Document excerpt:
★ ★ ★ ★
Myst game logoI’m not a fan of most computer games. I have had enough violence and racing in my life to not want to invite it in through games of violence, war, racing, chasing, or bashing in heads. Among my favorite computer games are Myst and its sequels, Exile, Riven, The Revelation, and Uru, created by Cyan Worlds.

Myst and its sequels are beautiful mind games, challenging the best in us through complex puzzles accompanied by phenomenal real-life graphics. My husband and I would play these together, discussing strategies and solving the problems over meals and long drives. We’d email or instant message chat back and forth things to try or experiment with to solve the puzzles. They took our minds other places while we were in places and dealing with things we didn’t want to deal with. Great distractions, but more than that – great mind teasers.

We’ve been searching for Myst replacements for years on our desktop computers without success. With the new drive in mobile games for cell phones and tablets, we felt confident that the need for Myst-like brain games would generate something. After several years of poking, we’ve found some possibilities. Unfortunately, most of these are more like pretty maze games rather than mind-benders.
★ ★ ★ ★
Records provided:
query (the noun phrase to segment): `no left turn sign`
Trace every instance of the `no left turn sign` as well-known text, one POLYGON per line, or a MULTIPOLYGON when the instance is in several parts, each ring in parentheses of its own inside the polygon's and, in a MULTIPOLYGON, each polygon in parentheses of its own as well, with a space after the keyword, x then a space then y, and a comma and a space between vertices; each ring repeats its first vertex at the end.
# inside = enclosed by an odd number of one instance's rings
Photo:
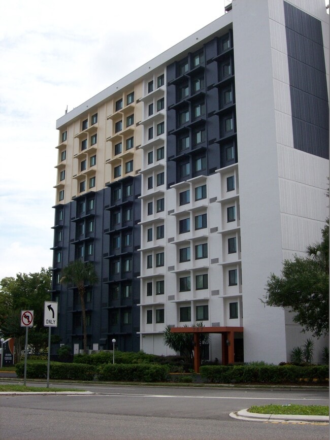
POLYGON ((33 327, 33 310, 21 311, 21 327, 33 327))

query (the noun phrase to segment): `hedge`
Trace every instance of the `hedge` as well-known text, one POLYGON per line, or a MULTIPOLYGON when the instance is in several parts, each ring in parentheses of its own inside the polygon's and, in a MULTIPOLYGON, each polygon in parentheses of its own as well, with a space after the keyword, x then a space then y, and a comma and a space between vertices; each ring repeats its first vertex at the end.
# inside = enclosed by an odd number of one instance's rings
POLYGON ((326 382, 329 377, 325 365, 205 365, 200 372, 209 382, 223 384, 326 382))

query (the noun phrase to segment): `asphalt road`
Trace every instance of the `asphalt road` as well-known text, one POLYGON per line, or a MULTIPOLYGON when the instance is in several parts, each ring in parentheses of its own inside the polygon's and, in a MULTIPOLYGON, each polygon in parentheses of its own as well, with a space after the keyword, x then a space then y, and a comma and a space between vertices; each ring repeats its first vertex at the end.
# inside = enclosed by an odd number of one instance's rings
POLYGON ((253 404, 328 404, 326 390, 75 386, 97 394, 1 396, 0 438, 328 438, 327 425, 246 422, 229 416, 253 404))

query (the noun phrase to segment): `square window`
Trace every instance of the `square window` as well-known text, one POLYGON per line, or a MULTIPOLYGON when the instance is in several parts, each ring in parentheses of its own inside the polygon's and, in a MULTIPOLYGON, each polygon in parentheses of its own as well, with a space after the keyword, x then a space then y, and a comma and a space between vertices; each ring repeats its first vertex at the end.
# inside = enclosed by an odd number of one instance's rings
POLYGON ((179 221, 179 233, 183 234, 185 232, 188 232, 190 230, 190 219, 188 218, 182 219, 179 221))
POLYGON ((160 147, 159 148, 157 149, 157 160, 160 160, 161 159, 164 158, 164 147, 160 147))
POLYGON ((190 261, 190 247, 181 248, 179 250, 179 262, 183 263, 190 261))
POLYGON ((237 252, 236 237, 228 239, 228 253, 235 254, 237 252))
POLYGON ((238 318, 238 302, 229 303, 229 319, 237 319, 238 318))
POLYGON ((125 164, 125 173, 131 173, 133 171, 133 161, 129 160, 125 164))
POLYGON ((228 271, 229 286, 237 285, 237 269, 228 271))
POLYGON ((115 145, 115 155, 120 154, 121 153, 121 142, 116 144, 115 145))
POLYGON ((164 225, 160 225, 157 226, 156 228, 156 239, 158 240, 159 239, 164 238, 164 225))
POLYGON ((207 306, 196 306, 196 321, 207 321, 209 319, 209 308, 207 306))
POLYGON ((160 280, 159 281, 156 281, 156 294, 163 295, 164 292, 164 280, 160 280))
POLYGON ((164 265, 164 253, 159 252, 156 254, 156 266, 159 267, 164 265))
POLYGON ((156 309, 156 322, 157 324, 161 324, 164 322, 164 309, 156 309))
POLYGON ((179 279, 179 290, 180 292, 188 292, 190 289, 190 277, 182 277, 179 279))
POLYGON ((195 188, 195 200, 202 200, 206 198, 206 185, 196 186, 195 188))
POLYGON ((186 205, 190 201, 190 191, 187 189, 179 193, 179 204, 181 206, 182 205, 186 205))
POLYGON ((95 115, 93 115, 91 117, 91 124, 93 125, 94 124, 96 124, 97 122, 97 114, 95 113, 95 115))
POLYGON ((147 311, 147 324, 152 324, 152 310, 147 311))
POLYGON ((200 258, 207 258, 208 245, 207 243, 203 243, 201 245, 196 245, 195 246, 195 259, 199 260, 200 258))
POLYGON ((191 320, 191 308, 189 307, 180 308, 180 322, 187 322, 191 320))
POLYGON ((116 111, 121 110, 122 109, 122 98, 116 101, 116 111))
POLYGON ((227 208, 227 222, 234 222, 236 220, 235 207, 229 206, 227 208))
POLYGON ((147 296, 152 296, 152 283, 147 283, 147 296))
POLYGON ((120 176, 121 176, 121 165, 118 165, 114 168, 113 177, 115 179, 116 177, 119 177, 120 176))
POLYGON ((195 229, 207 227, 207 215, 206 214, 195 216, 195 229))
POLYGON ((196 290, 200 290, 208 287, 208 274, 196 275, 196 290))
POLYGON ((130 150, 134 147, 134 138, 128 138, 126 140, 126 149, 130 150))

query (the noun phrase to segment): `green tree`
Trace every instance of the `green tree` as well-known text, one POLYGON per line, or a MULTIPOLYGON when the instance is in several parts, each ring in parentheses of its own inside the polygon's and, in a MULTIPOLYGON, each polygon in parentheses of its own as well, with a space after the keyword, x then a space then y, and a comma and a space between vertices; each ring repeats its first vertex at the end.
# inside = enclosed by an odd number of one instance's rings
POLYGON ((44 327, 44 303, 50 298, 52 272, 18 273, 16 278, 7 277, 0 281, 0 328, 5 337, 15 338, 16 354, 19 358, 25 329, 20 326, 22 310, 34 311, 34 326, 29 330, 29 345, 34 353, 45 350, 47 331, 44 327))
POLYGON ((86 307, 85 306, 85 287, 87 283, 94 284, 97 282, 98 277, 91 262, 84 263, 81 260, 72 261, 62 269, 62 277, 61 283, 68 284, 72 283, 76 286, 79 295, 81 304, 81 316, 82 318, 83 347, 84 353, 87 351, 87 336, 86 328, 86 307))
POLYGON ((295 314, 293 321, 318 338, 329 332, 328 220, 322 236, 321 243, 307 248, 308 258, 285 260, 281 276, 271 275, 261 300, 267 306, 288 308, 295 314))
★ ★ ★ ★
Work to do:
#1 In the Myst text, which company created Myst and its sequels?
#2 List every sequel to Myst named in the Myst text.
#3 Extend the Myst text from the point where it stops.

Exercise answers:
#1 Cyan Worlds

#2 Exile, Riven, The Revelation, Uru

#3
I used to think there was a difference between a Myst-like problem-solving game and a simple hidden object adventure game. As the games improve their visual quality, the simple games of finding hidden objects to solve puzzles can become as interesting as Myst-problem-solving games that require a little more brain power. I’ve included some well-reviewed hidden object games in the list below accordingly.

Myst game - the swampTo be true to the concept of a Myst game, I believe the game should put you in the key role of the player, giving you a vested interest in solving the puzzles. There should be little interaction with other characters, just you and the environment, where the pieces of the puzzle tell more of the story than the characters could. The puzzles should make you think, fuss over, and experiment with before solving, but not be too simple nor too inane. You should shout with joy when you figure them out, not groan. This is where many of the new games miss the mark. I rarely have the overwhelming impulse to jump up and down and shout, “I did it!” Or do I experience the water-cooler effect praising the game long after finishing the play.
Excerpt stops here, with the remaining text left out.